Schriftliche Aufgaben
1 - Führen Sie alle Tätigkeiten auf, die der Text zur Heeresversorgung der Rohstoff- und Handelsstelle zuschreibt.
2 - Übertragen Sie folgenden Satz aus dem Text zur Heeresversorgung ins Englische: „Das sind Großbetriebe, die denen in der Heimat nicht nachstehen, keine Maschine fehlt, wodurch Zeit und Menschenkraft gespart werden könnte.“
3 - Schreiben Sie den Text zur Heeresversorgung im Anschluss an seinen letzten Satz weiter.

Text
↓
Fürs Heer wird der Acker bestellt. Aber vom Acker zum Heer ist ein weiter Weg; reich an Wandlungen für das geerntete Gut.

Hier greift die Rohstoff- und Handelsstelle ein. Sie kauft oder beschlagnahmt, prüft die Abnahme, verarbeitet und verschickt das fertige Erzeugnis. Denn um Zeit und Versand zu sparen, ist Grundsatz, den eingeheimsten Rohstoff im Staffelgebiet selber verbrauchsfähig zu machen.

Wir sahen in Bialystok eine Etappenbäckerei, wo die zahllosen Brotlaibe des Heeresbedarfs geknetet und geformt werden. Vor unseren Augen holte der Schießer sie aus dem Ofen; wir gingen mit, wie sie noch warm auf den Gestellen der ungeheuren Lagerspeicher verstaut wurden. In Libau besuchten wir die Heeresschlächterei und begleiteten die Fleischversorgung unserer Feldgrauen gleichfalls durch alle Übergangshände. Schlag auf Schlag dröhnt die mordende Axt, in jedem Räume rückt die Verrichtung um ein Stück [44] vor. Nichts Brauchbares geht verloren; schließlich endet der Werdegang in den eisigen kühlräumen, die von steifgefrorenen Ochsenvierteln starren. Das sind Großbetriebe, die denen in der Heimat nicht nachstehen, keine Maschine fehlt, wodurch Zeit und Menschenkraft gespart werden könnte.
↑
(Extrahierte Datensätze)
↓
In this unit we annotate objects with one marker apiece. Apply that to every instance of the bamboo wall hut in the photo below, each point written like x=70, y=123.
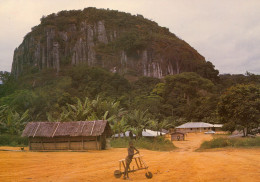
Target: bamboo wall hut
x=177, y=136
x=76, y=135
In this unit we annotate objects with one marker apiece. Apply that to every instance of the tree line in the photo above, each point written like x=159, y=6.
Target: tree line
x=86, y=93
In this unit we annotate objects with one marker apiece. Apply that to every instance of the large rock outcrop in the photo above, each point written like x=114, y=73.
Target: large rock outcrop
x=114, y=40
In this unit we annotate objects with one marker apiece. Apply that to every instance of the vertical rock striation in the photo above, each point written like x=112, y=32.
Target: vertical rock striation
x=96, y=44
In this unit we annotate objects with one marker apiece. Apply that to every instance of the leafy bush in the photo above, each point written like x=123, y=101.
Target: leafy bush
x=13, y=140
x=231, y=142
x=158, y=143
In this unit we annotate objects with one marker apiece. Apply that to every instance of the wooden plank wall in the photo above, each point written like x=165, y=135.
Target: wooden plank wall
x=64, y=143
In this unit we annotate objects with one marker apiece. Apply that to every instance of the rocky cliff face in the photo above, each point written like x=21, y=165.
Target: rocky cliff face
x=116, y=41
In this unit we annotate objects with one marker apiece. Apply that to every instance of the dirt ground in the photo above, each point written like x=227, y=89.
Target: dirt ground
x=183, y=164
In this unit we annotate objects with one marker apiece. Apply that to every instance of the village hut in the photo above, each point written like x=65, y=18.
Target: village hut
x=177, y=136
x=194, y=127
x=76, y=135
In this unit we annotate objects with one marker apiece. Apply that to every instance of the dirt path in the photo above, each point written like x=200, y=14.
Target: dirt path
x=192, y=142
x=225, y=165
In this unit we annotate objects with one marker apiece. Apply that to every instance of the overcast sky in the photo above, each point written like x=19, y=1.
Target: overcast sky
x=225, y=32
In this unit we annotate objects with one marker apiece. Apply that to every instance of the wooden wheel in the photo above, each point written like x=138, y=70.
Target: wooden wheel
x=149, y=175
x=117, y=173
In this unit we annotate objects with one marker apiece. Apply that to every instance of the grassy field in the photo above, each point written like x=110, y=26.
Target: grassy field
x=224, y=141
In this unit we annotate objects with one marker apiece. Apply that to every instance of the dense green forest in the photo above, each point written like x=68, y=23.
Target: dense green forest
x=88, y=93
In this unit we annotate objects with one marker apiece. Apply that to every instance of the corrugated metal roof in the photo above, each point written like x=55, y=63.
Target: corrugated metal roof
x=74, y=128
x=196, y=125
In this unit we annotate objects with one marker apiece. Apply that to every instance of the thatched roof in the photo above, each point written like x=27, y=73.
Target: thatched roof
x=196, y=125
x=74, y=128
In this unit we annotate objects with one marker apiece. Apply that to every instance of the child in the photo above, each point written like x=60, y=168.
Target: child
x=129, y=158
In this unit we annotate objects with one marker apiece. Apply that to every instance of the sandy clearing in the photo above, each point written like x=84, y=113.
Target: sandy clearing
x=183, y=164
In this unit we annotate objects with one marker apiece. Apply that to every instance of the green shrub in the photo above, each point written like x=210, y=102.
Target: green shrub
x=13, y=140
x=231, y=142
x=158, y=143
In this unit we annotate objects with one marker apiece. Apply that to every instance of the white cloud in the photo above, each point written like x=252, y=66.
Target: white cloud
x=224, y=32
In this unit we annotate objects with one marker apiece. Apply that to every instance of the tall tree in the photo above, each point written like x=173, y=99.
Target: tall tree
x=240, y=104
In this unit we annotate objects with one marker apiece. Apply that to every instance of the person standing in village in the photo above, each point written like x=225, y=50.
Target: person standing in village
x=131, y=152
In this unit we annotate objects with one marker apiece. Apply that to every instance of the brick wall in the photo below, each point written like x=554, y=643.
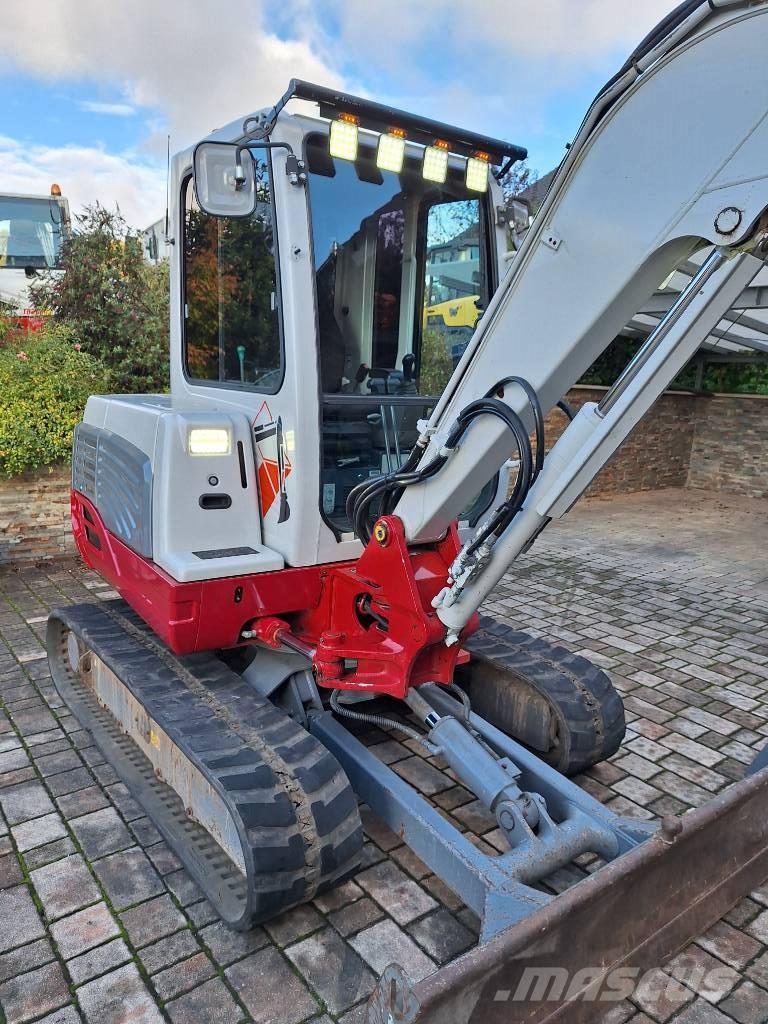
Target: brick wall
x=730, y=445
x=654, y=456
x=35, y=516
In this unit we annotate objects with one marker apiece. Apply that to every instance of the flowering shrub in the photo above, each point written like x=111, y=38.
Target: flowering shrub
x=45, y=381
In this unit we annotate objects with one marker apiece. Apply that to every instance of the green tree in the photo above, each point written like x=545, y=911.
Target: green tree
x=436, y=365
x=113, y=300
x=45, y=381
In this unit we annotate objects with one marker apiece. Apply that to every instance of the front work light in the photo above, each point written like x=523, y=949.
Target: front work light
x=391, y=151
x=344, y=137
x=477, y=172
x=435, y=162
x=209, y=440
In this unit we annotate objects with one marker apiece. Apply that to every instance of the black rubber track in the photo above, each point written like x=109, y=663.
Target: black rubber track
x=587, y=711
x=295, y=812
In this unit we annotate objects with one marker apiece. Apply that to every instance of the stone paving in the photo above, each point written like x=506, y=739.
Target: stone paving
x=98, y=922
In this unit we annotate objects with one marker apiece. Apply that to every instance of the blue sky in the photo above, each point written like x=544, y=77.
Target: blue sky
x=91, y=88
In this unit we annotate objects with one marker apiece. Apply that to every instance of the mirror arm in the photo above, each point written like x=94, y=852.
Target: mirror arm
x=295, y=168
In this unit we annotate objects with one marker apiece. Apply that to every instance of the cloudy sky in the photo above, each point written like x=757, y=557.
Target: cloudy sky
x=91, y=88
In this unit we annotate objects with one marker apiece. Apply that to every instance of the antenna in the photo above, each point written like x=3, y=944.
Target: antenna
x=167, y=188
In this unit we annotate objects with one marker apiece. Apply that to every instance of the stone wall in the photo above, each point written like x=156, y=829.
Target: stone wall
x=35, y=516
x=730, y=445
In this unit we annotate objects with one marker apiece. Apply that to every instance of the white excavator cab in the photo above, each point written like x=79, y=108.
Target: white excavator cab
x=330, y=287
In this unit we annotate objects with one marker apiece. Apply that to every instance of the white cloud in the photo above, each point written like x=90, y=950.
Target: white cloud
x=193, y=67
x=113, y=110
x=570, y=29
x=85, y=174
x=202, y=65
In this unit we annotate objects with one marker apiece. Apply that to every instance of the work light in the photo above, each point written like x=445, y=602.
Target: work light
x=209, y=440
x=435, y=162
x=391, y=151
x=344, y=137
x=477, y=172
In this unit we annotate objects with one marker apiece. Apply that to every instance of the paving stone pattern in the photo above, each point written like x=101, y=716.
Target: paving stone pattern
x=99, y=924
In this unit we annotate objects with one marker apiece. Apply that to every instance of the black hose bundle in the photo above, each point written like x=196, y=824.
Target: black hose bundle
x=390, y=486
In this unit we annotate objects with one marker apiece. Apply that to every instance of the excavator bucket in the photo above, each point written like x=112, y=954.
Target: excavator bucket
x=571, y=961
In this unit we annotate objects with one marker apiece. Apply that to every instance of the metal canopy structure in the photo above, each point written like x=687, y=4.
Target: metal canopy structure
x=740, y=337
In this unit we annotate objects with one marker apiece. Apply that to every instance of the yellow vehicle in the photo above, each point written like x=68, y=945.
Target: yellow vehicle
x=454, y=312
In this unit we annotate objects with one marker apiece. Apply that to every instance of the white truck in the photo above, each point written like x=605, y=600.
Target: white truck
x=32, y=229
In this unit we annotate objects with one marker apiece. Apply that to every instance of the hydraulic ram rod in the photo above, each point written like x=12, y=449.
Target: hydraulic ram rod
x=598, y=430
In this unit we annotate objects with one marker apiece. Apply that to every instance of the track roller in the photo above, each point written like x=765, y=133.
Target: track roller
x=554, y=701
x=258, y=811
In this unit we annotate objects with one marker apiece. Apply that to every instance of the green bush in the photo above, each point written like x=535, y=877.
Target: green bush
x=45, y=381
x=114, y=300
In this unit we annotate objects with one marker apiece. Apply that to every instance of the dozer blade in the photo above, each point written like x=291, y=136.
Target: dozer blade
x=633, y=913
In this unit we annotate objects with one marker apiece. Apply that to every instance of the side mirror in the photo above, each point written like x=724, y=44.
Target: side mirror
x=224, y=179
x=518, y=214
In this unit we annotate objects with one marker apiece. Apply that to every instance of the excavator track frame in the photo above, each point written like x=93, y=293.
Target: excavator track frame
x=552, y=700
x=269, y=794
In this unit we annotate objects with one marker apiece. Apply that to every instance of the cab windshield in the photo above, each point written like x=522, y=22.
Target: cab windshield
x=401, y=270
x=31, y=232
x=402, y=274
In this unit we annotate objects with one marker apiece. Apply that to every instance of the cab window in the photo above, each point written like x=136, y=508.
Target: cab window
x=231, y=299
↑
Geordnete Ergebnisse
1 - kaufen, beschlagnahmen, die Abnahme prüfen, verarbeiten, das fertige Erzeugnis verschicken

2 - These are large-scale operations that are in no way inferior to those back home; no machine that could save time and manpower is lacking.

3 -
Es war ein gesegnetes Obstjahr. Die Bäume brachen förmlich unter ihrer Last. Den Leitern der Sammelstellen lachte das Herz im Leibe. Mit einer Auslese wunderschöner Früchte veranstalteten sie sogar eine stolze Ob. Ost-Obstausstellung, die dem Ob. Ost-Obst-Obersten viel Beifall eintrug. Die übrige Ernte kam in die Marmeladefabriken. Auch durch deren süße Schwaden sind wir gewandert und ließen uns in das Geheimnis der Pülpe einweihen. Was wird da nicht alles verarbeitet! Äpfel, Birnen, Pflaumen, Kürbisse, Berberitzen, Hollunder- und Moosbeeren. Hier werden Gurken in Salzwasser eingelegt, dort rote Rüben in Essig. Auf den Darren trocknet Gemüse ein, derweil unter kreisenden Hobelmessern die Weißkohlhäupter in Fäden zerfallen. Rasch füllen sich die rundbäuchigen Fässer; Schaufeln mit Salz fliegen über [45] jede Lage, und ein Feldgrauer, dem saubere Kästen an die Füße geschnallt sind, stampft sie ein mit der Wucht seines Körpergewichts. So, nun gäre zu Sauerkohl um!

Aber das Heer will nicht nur mit des Leibes Nahrung und Notdurft versorgt sein. Es braucht auch Kleidung. Dazu sind Abkommen mit großen Tuchfabriken geschlossen, deren eine wir in Suprasl besichtigten. Das Heer bedarf des Geräts, und nicht zu knapp. Alles Abfalleisen des ganzen Gebietes – und wieviel zerschlagene Maschinen oder Brücken lieferte nicht der Krieg – wird umgeschmolzen.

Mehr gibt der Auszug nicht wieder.